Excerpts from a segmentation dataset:
-----

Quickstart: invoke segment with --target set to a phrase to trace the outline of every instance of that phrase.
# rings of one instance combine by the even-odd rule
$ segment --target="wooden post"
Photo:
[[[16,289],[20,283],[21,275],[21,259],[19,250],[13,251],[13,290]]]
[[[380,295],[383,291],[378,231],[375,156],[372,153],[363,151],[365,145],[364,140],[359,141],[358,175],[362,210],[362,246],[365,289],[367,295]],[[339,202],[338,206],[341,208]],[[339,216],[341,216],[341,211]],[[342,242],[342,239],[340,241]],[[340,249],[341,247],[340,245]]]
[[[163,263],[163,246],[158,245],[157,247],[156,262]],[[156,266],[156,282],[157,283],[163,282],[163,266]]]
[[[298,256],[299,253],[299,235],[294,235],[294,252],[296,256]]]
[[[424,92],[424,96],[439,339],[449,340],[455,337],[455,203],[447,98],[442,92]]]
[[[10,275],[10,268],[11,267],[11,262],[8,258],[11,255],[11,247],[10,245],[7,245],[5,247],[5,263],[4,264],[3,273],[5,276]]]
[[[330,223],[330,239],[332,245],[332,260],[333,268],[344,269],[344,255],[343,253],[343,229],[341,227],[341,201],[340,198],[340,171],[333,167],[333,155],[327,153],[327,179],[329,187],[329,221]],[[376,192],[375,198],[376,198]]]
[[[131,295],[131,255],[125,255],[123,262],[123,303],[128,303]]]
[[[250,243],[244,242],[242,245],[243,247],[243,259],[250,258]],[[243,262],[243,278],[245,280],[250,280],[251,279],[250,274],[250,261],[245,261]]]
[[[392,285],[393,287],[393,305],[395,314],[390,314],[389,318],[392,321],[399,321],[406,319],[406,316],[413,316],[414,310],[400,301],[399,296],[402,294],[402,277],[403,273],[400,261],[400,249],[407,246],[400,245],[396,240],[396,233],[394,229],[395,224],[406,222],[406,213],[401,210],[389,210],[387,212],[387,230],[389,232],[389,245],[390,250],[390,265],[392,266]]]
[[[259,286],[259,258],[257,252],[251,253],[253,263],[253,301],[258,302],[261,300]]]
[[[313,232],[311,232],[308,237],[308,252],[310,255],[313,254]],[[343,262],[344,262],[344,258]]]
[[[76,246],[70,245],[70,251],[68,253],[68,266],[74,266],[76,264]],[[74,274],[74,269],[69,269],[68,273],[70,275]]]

-----

WHAT THE TASK REQUIRES: Please repeat all of the lines above word for word, changing nothing.

EXERCISE SOLUTION:
Quickstart: invoke segment with --target set to a phrase to trace the outline of every instance of that phrase.
# rings of one instance combine by the even-odd rule
$ segment --target="wooden post"
Photo:
[[[16,289],[20,283],[21,275],[21,259],[19,250],[13,251],[13,290]]]
[[[380,295],[383,291],[378,231],[375,156],[372,153],[363,151],[365,145],[364,140],[359,141],[358,175],[362,210],[362,246],[365,289],[367,295]],[[339,202],[338,206],[341,208]],[[339,216],[341,216],[341,211]],[[342,242],[342,239],[340,241]],[[340,249],[341,247],[340,245]]]
[[[163,263],[163,246],[158,245],[157,247],[156,262]],[[156,266],[156,282],[157,283],[163,282],[163,266]]]
[[[298,256],[299,253],[299,235],[294,235],[294,252],[296,256]]]
[[[424,92],[424,96],[439,339],[449,340],[455,337],[455,203],[447,98],[442,92]]]
[[[10,275],[10,268],[11,267],[11,262],[8,258],[11,255],[11,247],[10,245],[7,245],[5,247],[5,263],[4,264],[3,273],[5,276]]]
[[[330,223],[330,239],[332,245],[332,260],[333,268],[344,269],[344,255],[343,253],[343,229],[341,227],[341,201],[340,198],[340,171],[333,167],[333,155],[327,153],[327,179],[329,187],[329,221]],[[376,192],[375,198],[376,198]]]
[[[131,295],[131,255],[125,255],[123,262],[123,303],[128,303]]]
[[[250,243],[244,242],[242,245],[243,247],[243,259],[250,258]],[[243,262],[243,278],[245,280],[250,280],[251,279],[250,274],[250,261],[245,261]]]
[[[392,285],[393,287],[393,305],[395,314],[390,314],[389,318],[392,321],[399,321],[406,319],[406,316],[413,316],[414,310],[400,301],[399,296],[402,294],[402,277],[403,273],[400,261],[400,249],[407,246],[400,245],[396,240],[396,233],[394,229],[395,224],[406,222],[406,213],[401,210],[389,210],[387,212],[387,230],[389,232],[389,245],[390,250],[390,265],[392,266]]]
[[[259,286],[259,258],[257,252],[251,253],[253,263],[253,301],[258,302],[261,300]]]
[[[313,232],[311,232],[308,237],[308,252],[310,255],[313,254]],[[343,262],[344,262],[344,258]]]
[[[76,246],[70,245],[70,251],[68,253],[68,266],[74,266],[76,264]],[[74,274],[74,269],[69,269],[68,273],[70,275]]]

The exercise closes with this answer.